### Entries supplied ###

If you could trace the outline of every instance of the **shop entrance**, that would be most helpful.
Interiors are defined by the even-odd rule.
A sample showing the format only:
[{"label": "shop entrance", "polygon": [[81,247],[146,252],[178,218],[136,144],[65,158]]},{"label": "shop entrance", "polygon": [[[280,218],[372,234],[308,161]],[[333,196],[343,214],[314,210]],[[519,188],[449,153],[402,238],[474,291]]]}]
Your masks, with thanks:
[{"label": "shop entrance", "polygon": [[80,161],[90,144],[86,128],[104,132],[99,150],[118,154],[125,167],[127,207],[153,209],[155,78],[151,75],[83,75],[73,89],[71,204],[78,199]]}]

###

## Task
Put each line of the listing above into a numbered list, omitting any blank lines.

## Result for this exercise
1. If you could trace the outline of every instance of the **shop entrance**, that would be most helpful.
2. Interiors are defined by the even-odd rule.
3. A sample showing the format only:
4. [{"label": "shop entrance", "polygon": [[81,247],[146,252],[178,218],[136,144],[65,158]]},{"label": "shop entrance", "polygon": [[[280,218],[372,234],[308,161]],[[333,196],[343,214],[314,210]],[[519,188],[449,153],[402,238],[474,291]]]}]
5. Your masks, with thanks:
6. [{"label": "shop entrance", "polygon": [[80,161],[90,144],[86,128],[104,132],[99,150],[118,154],[125,167],[127,207],[153,209],[155,78],[151,75],[83,75],[73,89],[71,204],[78,199]]}]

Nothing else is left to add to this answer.